• EXERCISE OBJECTIVE: Without the images, print all the entries below exactly as given.
::::
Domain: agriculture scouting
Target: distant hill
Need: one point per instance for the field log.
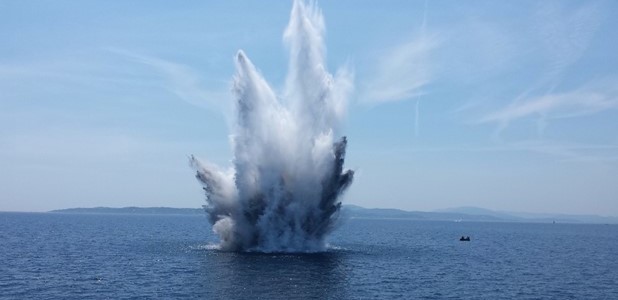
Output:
(534, 217)
(460, 214)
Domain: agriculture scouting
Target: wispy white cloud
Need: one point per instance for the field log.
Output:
(565, 35)
(185, 83)
(401, 72)
(591, 98)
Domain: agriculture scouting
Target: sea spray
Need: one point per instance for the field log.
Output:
(282, 194)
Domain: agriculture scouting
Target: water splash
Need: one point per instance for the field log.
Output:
(282, 193)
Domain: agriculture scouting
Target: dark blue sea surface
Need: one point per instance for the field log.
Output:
(107, 256)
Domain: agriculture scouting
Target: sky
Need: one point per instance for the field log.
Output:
(506, 105)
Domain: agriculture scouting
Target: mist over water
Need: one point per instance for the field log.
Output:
(283, 192)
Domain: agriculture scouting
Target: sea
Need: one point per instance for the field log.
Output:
(126, 256)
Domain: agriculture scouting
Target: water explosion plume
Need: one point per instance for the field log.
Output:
(282, 193)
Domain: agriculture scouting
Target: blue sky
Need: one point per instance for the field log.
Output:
(504, 105)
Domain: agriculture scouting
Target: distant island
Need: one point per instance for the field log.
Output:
(460, 214)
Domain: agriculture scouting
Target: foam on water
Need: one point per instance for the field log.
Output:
(282, 193)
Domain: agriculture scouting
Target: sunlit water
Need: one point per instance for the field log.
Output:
(128, 256)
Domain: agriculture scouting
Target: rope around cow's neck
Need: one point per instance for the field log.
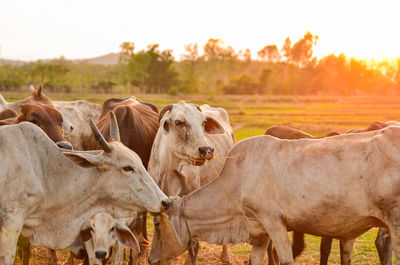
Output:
(192, 240)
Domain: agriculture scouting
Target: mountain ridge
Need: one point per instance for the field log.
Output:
(106, 59)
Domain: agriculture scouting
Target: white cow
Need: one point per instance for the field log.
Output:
(336, 187)
(47, 194)
(189, 136)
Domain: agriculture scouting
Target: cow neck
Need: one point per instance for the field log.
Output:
(211, 214)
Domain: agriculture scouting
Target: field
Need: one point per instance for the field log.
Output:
(250, 116)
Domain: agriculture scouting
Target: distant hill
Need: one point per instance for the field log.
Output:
(107, 59)
(12, 62)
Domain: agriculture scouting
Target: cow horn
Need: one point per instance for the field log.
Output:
(114, 131)
(39, 91)
(99, 137)
(197, 107)
(163, 110)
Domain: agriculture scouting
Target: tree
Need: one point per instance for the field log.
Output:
(301, 52)
(270, 53)
(190, 65)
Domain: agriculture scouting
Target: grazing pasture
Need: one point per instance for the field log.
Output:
(250, 116)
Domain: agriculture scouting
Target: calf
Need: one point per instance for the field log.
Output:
(101, 236)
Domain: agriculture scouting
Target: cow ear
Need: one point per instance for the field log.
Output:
(126, 237)
(83, 160)
(8, 121)
(165, 126)
(212, 126)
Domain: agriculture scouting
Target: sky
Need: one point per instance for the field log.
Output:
(43, 29)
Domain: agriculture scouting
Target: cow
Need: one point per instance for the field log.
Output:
(189, 136)
(100, 237)
(46, 117)
(8, 113)
(138, 124)
(36, 96)
(48, 193)
(79, 112)
(372, 127)
(336, 187)
(382, 241)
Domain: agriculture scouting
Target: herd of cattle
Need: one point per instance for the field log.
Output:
(68, 182)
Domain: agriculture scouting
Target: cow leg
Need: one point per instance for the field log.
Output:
(139, 227)
(271, 254)
(193, 251)
(298, 244)
(346, 248)
(325, 250)
(24, 251)
(279, 236)
(258, 252)
(117, 254)
(384, 246)
(225, 259)
(53, 259)
(10, 228)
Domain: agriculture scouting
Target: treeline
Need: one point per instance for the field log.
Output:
(291, 69)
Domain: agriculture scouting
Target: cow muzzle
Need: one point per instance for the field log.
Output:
(206, 152)
(101, 254)
(64, 145)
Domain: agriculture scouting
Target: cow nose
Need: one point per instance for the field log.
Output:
(205, 151)
(165, 204)
(101, 254)
(64, 144)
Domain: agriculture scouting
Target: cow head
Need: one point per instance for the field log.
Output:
(37, 96)
(127, 180)
(184, 127)
(104, 231)
(46, 117)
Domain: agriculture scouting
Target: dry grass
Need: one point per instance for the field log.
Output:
(250, 116)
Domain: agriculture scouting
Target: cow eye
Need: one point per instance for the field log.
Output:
(179, 123)
(128, 168)
(35, 122)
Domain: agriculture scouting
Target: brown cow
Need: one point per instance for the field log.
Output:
(36, 96)
(137, 122)
(138, 125)
(8, 113)
(46, 117)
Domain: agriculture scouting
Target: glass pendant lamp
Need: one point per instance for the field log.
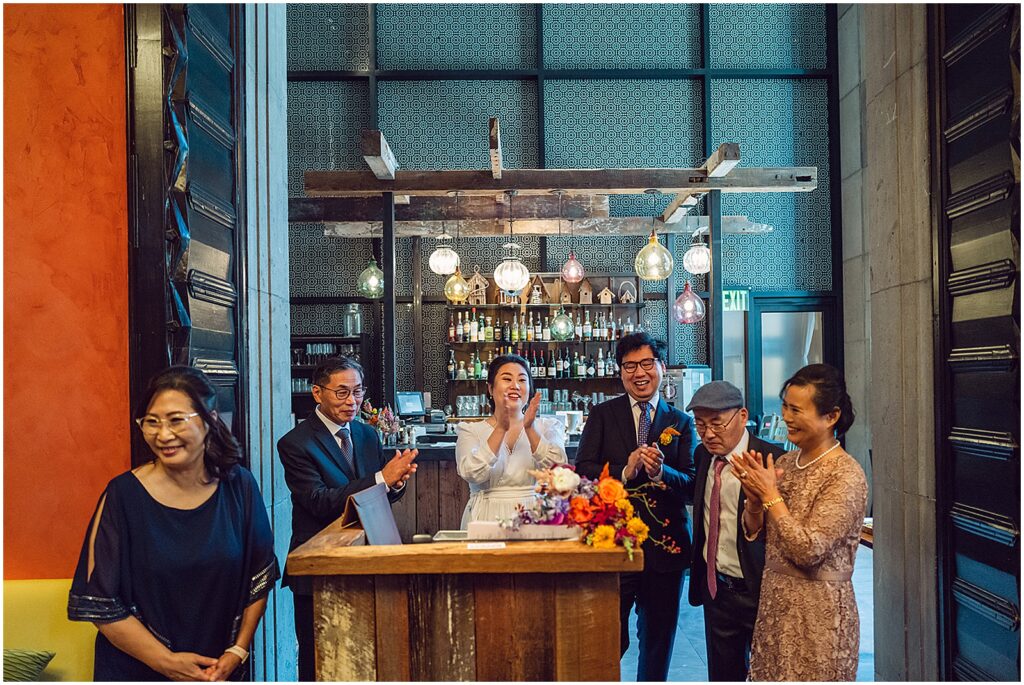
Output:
(371, 282)
(511, 275)
(688, 307)
(653, 262)
(697, 258)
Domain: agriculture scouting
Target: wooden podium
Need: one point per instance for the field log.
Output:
(531, 611)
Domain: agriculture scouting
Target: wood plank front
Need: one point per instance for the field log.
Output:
(587, 631)
(344, 623)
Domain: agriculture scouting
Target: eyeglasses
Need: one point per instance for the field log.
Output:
(716, 428)
(345, 393)
(176, 424)
(646, 365)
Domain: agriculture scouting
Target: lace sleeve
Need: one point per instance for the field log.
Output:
(838, 512)
(96, 593)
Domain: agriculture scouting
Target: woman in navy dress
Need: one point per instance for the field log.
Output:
(178, 558)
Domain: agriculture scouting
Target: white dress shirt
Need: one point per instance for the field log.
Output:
(334, 428)
(635, 405)
(727, 560)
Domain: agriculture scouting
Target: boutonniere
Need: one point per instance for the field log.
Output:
(668, 435)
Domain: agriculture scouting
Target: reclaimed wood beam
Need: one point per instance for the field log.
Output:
(630, 225)
(496, 147)
(438, 208)
(378, 155)
(577, 181)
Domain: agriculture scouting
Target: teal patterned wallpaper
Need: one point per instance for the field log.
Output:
(441, 124)
(454, 36)
(767, 36)
(622, 36)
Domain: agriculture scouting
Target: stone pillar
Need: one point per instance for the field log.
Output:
(266, 303)
(897, 240)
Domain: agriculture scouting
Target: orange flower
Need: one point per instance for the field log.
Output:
(580, 510)
(610, 490)
(668, 435)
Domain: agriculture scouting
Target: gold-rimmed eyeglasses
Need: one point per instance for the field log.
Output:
(345, 393)
(176, 424)
(716, 428)
(646, 365)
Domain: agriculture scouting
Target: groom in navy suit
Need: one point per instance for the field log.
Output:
(625, 433)
(327, 458)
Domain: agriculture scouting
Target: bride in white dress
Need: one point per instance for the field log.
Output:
(496, 455)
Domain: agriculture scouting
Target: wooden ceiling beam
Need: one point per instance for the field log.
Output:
(577, 181)
(438, 208)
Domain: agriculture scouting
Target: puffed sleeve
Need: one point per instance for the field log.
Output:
(476, 463)
(100, 590)
(263, 569)
(838, 513)
(551, 448)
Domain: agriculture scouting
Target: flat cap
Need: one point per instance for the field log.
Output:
(716, 395)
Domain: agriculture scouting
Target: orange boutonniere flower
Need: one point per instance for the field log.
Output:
(668, 435)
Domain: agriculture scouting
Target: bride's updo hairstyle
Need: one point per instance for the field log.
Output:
(829, 392)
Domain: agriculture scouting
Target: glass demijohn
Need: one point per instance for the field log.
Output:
(371, 282)
(653, 262)
(688, 307)
(697, 259)
(457, 288)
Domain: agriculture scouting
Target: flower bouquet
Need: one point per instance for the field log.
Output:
(600, 510)
(383, 420)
::::
• WRITTEN REPLY:
Domain: agriculture scouting
Target: distant hill
Need: one point per instance for the field log.
Output:
(534, 217)
(460, 214)
Domain: agriculture scouting
Target: wispy white cloud
Need: one point per instance for the field log.
Output:
(565, 35)
(185, 83)
(401, 72)
(591, 98)
Domain: agriculture scouting
Target: sea spray
Need: one point per instance for the field log.
Output:
(282, 194)
Domain: agriculture scouting
Target: water splash
Need: one point per instance for the field log.
Output:
(282, 193)
Domain: agriculture scouting
Target: dark blue sea surface
Need: one point per instance for the field log.
Output:
(107, 256)
Domain: agriculture scouting
Target: sky
Need: one point per instance for the field log.
Output:
(506, 105)
Domain: agriculture scouting
Target: mist over water
Need: one point per instance for the field log.
Output:
(283, 192)
Domain: agriculture scouting
Target: sea
Need: one point per instance for the field log.
Output:
(126, 256)
Domain: agriculture scouting
Target: water explosion plume
Need: one point per instance for the field log.
Output:
(282, 193)
Domain: agriculture scouting
Target: blue sky
Need: one point per instance for the field log.
Output:
(504, 105)
Domain: agriculture scouting
Target: distant island
Need: one point per instance for the field log.
Output:
(460, 214)
Domain: agriculture scouting
Target: foam on water
Need: one point per instance for the field log.
Output:
(282, 193)
Domain: agriculture scouting
Target: sunlit water
Need: one point per instance for the field log.
Output:
(128, 256)
Domain: agriculture scouting
Target: rope around cow's neck
Need: one point per instance for the field log.
Output:
(192, 240)
Domain: agriculture scouting
Target: mountain ridge
Need: one point per instance for the field log.
Output:
(106, 59)
Domain: agriculture scouting
Target: white cow
Need: one point per instance for the field log.
Output:
(336, 187)
(47, 194)
(189, 136)
Domain: agriculture scouting
Target: cow neck
Need: one point per instance for the field log.
Output:
(211, 214)
Domain: agriculture scouting
Target: field
Need: one point per instance for the field log.
Output:
(250, 116)
Domain: agriculture scouting
Target: distant hill
Need: one point per instance for the field log.
Output:
(107, 59)
(12, 62)
Domain: agriculture scouting
Target: cow horn
Need: one point per instance for the field log.
Output:
(114, 131)
(39, 91)
(99, 137)
(197, 107)
(163, 110)
Domain: agriculture scouting
Target: tree
Need: one point per instance for the field log.
Output:
(301, 52)
(270, 53)
(190, 65)
Domain: agriculture scouting
Target: grazing pasture
Need: one point per instance for the field log.
Output:
(250, 116)
Domain: agriculture scouting
Target: calf
Need: one point per instance for the field log.
Output:
(101, 236)
Domain: agriculture scouting
Target: cow ear
Need: one point per instance for the field log.
Output:
(126, 237)
(83, 160)
(8, 121)
(165, 126)
(212, 126)
Domain: agriculture scouting
Target: sky
Need: one point per instance for the field log.
Output:
(43, 29)
Domain: agriculture scouting
Target: cow
Need: one point per instance for the field log.
Output:
(189, 136)
(100, 237)
(46, 117)
(8, 113)
(138, 124)
(36, 96)
(48, 193)
(79, 112)
(372, 127)
(336, 187)
(382, 241)
Domain: agriculture scouting
Target: herd of cattle
Need: one point per instance for the field log.
Output:
(68, 182)
Domain: agriculture scouting
Target: cow leg
Need: one point per instance for the field log.
Output:
(139, 227)
(271, 254)
(193, 251)
(298, 244)
(346, 248)
(325, 250)
(24, 251)
(279, 236)
(258, 252)
(117, 254)
(384, 246)
(225, 259)
(53, 259)
(10, 228)
Domain: agriculture scouting
Target: treeline
Need: one point per instance for the field log.
Output:
(291, 69)
Domain: agriculture scouting
Target: cow muzzle
Need: one point per instance for the field log.
Output:
(206, 152)
(101, 254)
(64, 145)
Domain: agriculture scouting
Target: cow nose
Need: one point per instance for the field log.
Output:
(205, 151)
(165, 204)
(101, 254)
(64, 144)
Domain: agriculture scouting
Target: cow head
Need: one point per instance for the field log.
Output:
(37, 96)
(127, 180)
(184, 127)
(104, 231)
(46, 117)
Domain: agriculture scouting
Target: dry grass
Need: one point per instance for the field log.
Output:
(250, 116)
Domain: agriculture scouting
Target: cow eye
Need: one point per instance for the field log.
Output:
(179, 123)
(128, 168)
(35, 122)
Domain: agriculture scouting
Target: brown cow
Need: one point per instance for the field log.
Output:
(36, 96)
(137, 122)
(138, 125)
(8, 113)
(46, 117)
Domain: agriculture scouting
Target: glass pendant lamp
Need: one point per instance for the field log.
Output:
(371, 282)
(511, 275)
(688, 307)
(653, 262)
(697, 258)
Domain: agriculture scouting
Target: wooden podium
Need: one point per instance for the field log.
Output:
(531, 611)
Domain: agriculture scouting
Target: wood plank front
Need: one point per instance for the field log.
Output:
(587, 631)
(344, 623)
Domain: agriculture scouting
Target: eyeglasses
Need: one point per instance for the field log.
Output:
(716, 428)
(345, 393)
(176, 424)
(646, 365)
Domain: agriculture scouting
Target: lace sleeve
Need: one point per instance for the field log.
Output:
(838, 512)
(96, 593)
Domain: agriculture scouting
Target: woman in navy dress
Need: one point per instance for the field log.
Output:
(178, 558)
Domain: agriculture scouting
Target: white dress shirt
Need: one point per instance for the field log.
Output:
(334, 428)
(635, 405)
(727, 560)
Domain: agriculture scouting
Target: boutonniere
Need: one point per instance for the field log.
Output:
(668, 435)
Domain: agriculture scouting
Target: reclaimed wood beam
Need: one point per instance for the field log.
Output:
(630, 225)
(496, 147)
(438, 208)
(378, 155)
(577, 181)
Domain: agriculture scouting
Target: teal patterned wallpaper
Need: one point per instance for the field log.
Output:
(441, 124)
(454, 36)
(767, 36)
(622, 36)
Domain: agriculture scouting
Target: stone pillar
Need: one point per instance for the field log.
Output:
(266, 303)
(897, 240)
Domain: agriculture scouting
Target: orange flower
Need: one point per instance for the field log.
Output:
(580, 510)
(610, 490)
(668, 435)
Domain: agriculture scouting
Target: gold-rimmed eyeglasses
Need: one point per instance for the field log.
Output:
(345, 393)
(176, 424)
(716, 428)
(646, 365)
Domain: agriculture scouting
Target: groom in navy suit
Need: one point per instance for the field log.
Output:
(625, 433)
(327, 458)
Domain: agriculture scouting
Target: bride in white dress
Need: one point per instance for the field log.
Output:
(496, 455)
Domain: agriculture scouting
Target: wooden ceiling beam
Need: one point per instance for the field log.
Output:
(577, 181)
(438, 208)
Domain: agriculture scouting
Target: puffed sleeve
Need: one point per instance for the field log.
Output:
(476, 463)
(100, 590)
(263, 569)
(838, 513)
(551, 448)
Domain: agriculture scouting
Target: flat cap
Need: one point per instance for the field log.
Output:
(716, 395)
Domain: agriculture scouting
Target: orange boutonniere flower
Need: one point per instance for the field log.
Output:
(668, 435)
Domain: agriculture scouting
Target: bride's updo hairstyle
Need: one point per instance for the field log.
Output:
(829, 392)
Domain: agriculture scouting
Target: glass demijohn
Need: one point per instance for the field log.
Output:
(371, 282)
(653, 262)
(688, 307)
(697, 259)
(457, 288)
Domain: agriculture scouting
Target: flower bouquet
Need: one point per instance for the field log.
Output:
(600, 510)
(383, 420)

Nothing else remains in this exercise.